(What is being asked):
Write out every record below exactly as it appears.

- - - -

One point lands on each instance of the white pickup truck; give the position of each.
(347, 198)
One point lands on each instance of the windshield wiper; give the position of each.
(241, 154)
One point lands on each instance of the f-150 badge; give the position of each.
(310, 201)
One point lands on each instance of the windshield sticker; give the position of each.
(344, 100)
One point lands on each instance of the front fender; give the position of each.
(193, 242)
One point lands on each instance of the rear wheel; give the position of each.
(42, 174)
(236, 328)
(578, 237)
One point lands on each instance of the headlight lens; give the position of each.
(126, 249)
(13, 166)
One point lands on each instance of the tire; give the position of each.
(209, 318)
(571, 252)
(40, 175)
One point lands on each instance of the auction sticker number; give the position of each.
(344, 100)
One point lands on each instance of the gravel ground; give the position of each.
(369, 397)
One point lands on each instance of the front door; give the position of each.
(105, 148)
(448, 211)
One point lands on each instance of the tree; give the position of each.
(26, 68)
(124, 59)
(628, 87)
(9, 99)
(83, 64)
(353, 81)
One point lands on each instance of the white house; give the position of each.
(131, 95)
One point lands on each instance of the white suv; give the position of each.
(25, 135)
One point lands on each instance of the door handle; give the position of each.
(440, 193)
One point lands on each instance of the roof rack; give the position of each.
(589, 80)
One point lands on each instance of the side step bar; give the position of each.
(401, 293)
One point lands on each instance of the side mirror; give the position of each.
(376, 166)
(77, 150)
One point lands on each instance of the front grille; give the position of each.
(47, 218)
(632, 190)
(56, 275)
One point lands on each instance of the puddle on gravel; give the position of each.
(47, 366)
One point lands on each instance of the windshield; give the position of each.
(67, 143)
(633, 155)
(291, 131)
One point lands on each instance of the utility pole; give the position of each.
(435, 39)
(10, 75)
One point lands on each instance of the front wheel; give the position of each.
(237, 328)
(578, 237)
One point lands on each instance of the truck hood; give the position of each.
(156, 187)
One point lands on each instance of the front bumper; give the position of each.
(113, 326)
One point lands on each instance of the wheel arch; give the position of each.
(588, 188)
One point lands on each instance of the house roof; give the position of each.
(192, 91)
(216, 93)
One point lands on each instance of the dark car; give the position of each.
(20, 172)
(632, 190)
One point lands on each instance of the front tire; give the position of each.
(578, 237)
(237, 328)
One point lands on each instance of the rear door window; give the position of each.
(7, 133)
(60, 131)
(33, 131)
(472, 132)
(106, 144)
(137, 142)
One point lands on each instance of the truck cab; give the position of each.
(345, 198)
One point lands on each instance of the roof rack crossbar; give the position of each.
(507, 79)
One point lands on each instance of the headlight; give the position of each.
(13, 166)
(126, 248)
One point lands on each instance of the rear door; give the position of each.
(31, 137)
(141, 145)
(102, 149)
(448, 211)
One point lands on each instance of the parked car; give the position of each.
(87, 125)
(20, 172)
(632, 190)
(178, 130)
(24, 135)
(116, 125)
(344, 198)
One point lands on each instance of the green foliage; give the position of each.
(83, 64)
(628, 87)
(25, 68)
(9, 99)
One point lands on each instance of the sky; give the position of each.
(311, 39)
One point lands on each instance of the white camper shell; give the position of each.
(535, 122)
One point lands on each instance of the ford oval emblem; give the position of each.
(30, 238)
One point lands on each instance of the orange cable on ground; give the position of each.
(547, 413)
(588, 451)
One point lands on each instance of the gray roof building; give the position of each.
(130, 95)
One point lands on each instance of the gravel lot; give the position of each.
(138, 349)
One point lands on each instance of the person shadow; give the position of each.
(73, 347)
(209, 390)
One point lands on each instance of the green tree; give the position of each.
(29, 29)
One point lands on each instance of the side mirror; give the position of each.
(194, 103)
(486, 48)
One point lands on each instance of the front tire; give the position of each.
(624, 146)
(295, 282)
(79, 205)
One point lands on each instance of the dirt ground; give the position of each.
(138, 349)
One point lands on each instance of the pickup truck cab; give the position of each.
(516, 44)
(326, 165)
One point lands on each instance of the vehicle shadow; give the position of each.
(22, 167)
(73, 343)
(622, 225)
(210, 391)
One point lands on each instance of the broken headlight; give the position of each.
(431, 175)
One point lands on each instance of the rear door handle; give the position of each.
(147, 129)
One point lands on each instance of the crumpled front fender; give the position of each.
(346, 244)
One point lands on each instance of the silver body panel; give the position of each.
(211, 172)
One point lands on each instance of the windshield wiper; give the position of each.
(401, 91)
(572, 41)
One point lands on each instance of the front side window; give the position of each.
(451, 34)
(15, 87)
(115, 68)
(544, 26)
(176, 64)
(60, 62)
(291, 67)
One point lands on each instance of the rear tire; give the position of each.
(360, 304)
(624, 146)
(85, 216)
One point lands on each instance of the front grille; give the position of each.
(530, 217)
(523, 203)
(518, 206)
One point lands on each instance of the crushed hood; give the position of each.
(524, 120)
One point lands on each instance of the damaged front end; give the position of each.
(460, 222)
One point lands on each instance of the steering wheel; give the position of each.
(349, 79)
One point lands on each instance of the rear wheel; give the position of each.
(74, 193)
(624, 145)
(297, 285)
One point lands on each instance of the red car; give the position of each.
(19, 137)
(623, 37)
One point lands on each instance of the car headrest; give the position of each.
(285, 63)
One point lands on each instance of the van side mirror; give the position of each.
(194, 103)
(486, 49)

- - - -

(Result of the task):
One point lands on each instance of the white pickup truck; give the position of each.
(347, 198)
One point lands on each instance of the windshield wiper; give the position of each.
(241, 154)
One point lands on each instance of the f-150 badge; give the position of each.
(310, 201)
One point lands on each instance of the windshield sticker; give the position of each.
(344, 100)
One point lands on each instance of the front fender; give the position of each.
(193, 242)
One point lands on each instance of the rear wheel; give the position of each.
(42, 174)
(236, 328)
(578, 237)
One point lands on each instance of the headlight lens; give the position of each.
(126, 249)
(13, 166)
One point lands on each instance of the tire; give the position of each.
(209, 318)
(571, 252)
(40, 175)
One point lands on each instance of the auction sticker number; give the position of each.
(344, 100)
One point lands on each instance of the gravel ground; give the position of each.
(369, 397)
One point lands on each instance of the front door; give the position of each.
(105, 148)
(448, 211)
One point lands on each instance of the tree; give the position of each.
(26, 68)
(124, 59)
(628, 87)
(9, 99)
(83, 64)
(353, 81)
One point lands on each instance of the white house; give the position of each.
(131, 95)
One point lands on each instance of the white suv; give the position of each.
(25, 135)
One point lands on each instance of the door handle; give the position of each.
(440, 193)
One point lands on each instance of the roof rack; give the position of each.
(589, 80)
One point lands on each instance of the side step bar; give the position of each.
(401, 293)
One point lands on each instance of the side mirror; give the position of each.
(376, 166)
(77, 150)
One point lands on each instance of the front grille; give the position of each.
(47, 218)
(632, 190)
(56, 275)
One point lands on each instance of the puddle on gravel; give the position of each.
(47, 366)
One point lands on each instance of the windshield; give the position of each.
(67, 143)
(633, 155)
(291, 131)
One point lands on each instance of the utility pole; give the position of each.
(435, 39)
(10, 75)
One point lands on each instance of the front wheel; give the position of each.
(237, 328)
(578, 237)
One point lands on each instance of the truck hood; give the position of each.
(156, 187)
One point lands on each instance of the front bumper; give the position of each.
(113, 326)
One point lands on each instance of the wheel arch; give the position of each.
(588, 188)
One point lands on each instance of the house roof; give the position of each.
(192, 91)
(216, 93)
One point lands on each instance of the dark car; give the position of each.
(20, 172)
(632, 190)
One point lands on each instance of the front tire; give the position of each.
(578, 237)
(237, 328)
One point lands on each instance of the rear door window; give the position of each.
(7, 133)
(60, 131)
(33, 131)
(472, 132)
(106, 144)
(137, 142)
One point lands on each instance of the truck cab; give the position of each.
(345, 198)
One point lands on each instance of the roof rack crossbar; give the position of each.
(507, 79)
One point lands on each instance of the headlight; give the position of each.
(13, 166)
(126, 248)
One point lands on each instance of the rear door; give the position of each.
(31, 137)
(141, 145)
(102, 149)
(448, 211)
One point lands on each instance of the parked car; give the position of each.
(87, 125)
(20, 172)
(632, 190)
(178, 130)
(24, 135)
(116, 125)
(344, 198)
One point lands on each instance of the green foliage; give the position of each.
(83, 64)
(628, 87)
(25, 68)
(9, 99)
One point lands on each instance of the sky; give the position of each.
(311, 39)
One point lands on each instance of the white camper shell; give the position of each.
(535, 122)
One point lands on each instance of the ford oval emblem; give the position of each.
(30, 238)
One point lands on each instance of the orange cable on ground; give the position of each.
(547, 413)
(588, 451)
One point lands on each instance of the gray roof building; give the position of each.
(130, 95)
One point lands on each instance of the gravel lot; give the position of each.
(138, 349)
One point lands on each instance of the person shadow; give the position of each.
(73, 347)
(209, 390)
One point lands on each instance of the green tree; give the position of each.
(29, 29)
One point lands on each instance of the side mirror; give the position of each.
(194, 103)
(486, 48)
One point lands on each instance of the front tire; give the position of each.
(624, 146)
(295, 282)
(79, 205)
One point lands on each instance of the dirt ground; give the position of each.
(138, 349)
One point lands on each instance of the pickup truck cab; give the position of each.
(516, 44)
(326, 165)
One point lands on each instance of the vehicle shadow; give the position of each.
(22, 167)
(73, 343)
(622, 225)
(210, 391)
One point lands on each instance of the broken headlight; give the position of each.
(431, 175)
One point lands on each instance of the rear door handle; give the position of each.
(147, 129)
One point lands on each instance of the crumpled front fender; give the position of each.
(346, 244)
One point lands on each instance of the silver body panel; give the position of each.
(211, 172)
One point lands on each instance of the windshield wiper; give the position of each.
(401, 91)
(572, 41)
One point lands on each instance of the front side window; give the position of each.
(451, 34)
(15, 87)
(115, 68)
(544, 26)
(176, 64)
(60, 62)
(291, 67)
One point lands on each instance of the rear tire; give the position of each.
(360, 304)
(624, 146)
(85, 216)
One point lands on each instance of the front grille; give the position of each.
(530, 217)
(523, 203)
(518, 206)
One point lands on each instance of the crushed hood; give the position of each.
(524, 120)
One point lands on each instance of the damaged front end; give the position of each.
(460, 222)
One point lands on each instance of the steering wheel; give the position of each.
(349, 79)
One point lands on each instance of the rear wheel; give the position of each.
(74, 193)
(624, 145)
(297, 285)
One point lands on each instance of the red car; give the position of each.
(19, 137)
(623, 37)
One point lands on each instance of the car headrest; give the position of each.
(285, 63)
One point lands on each instance of the van side mirror; give the position of each.
(194, 103)
(486, 49)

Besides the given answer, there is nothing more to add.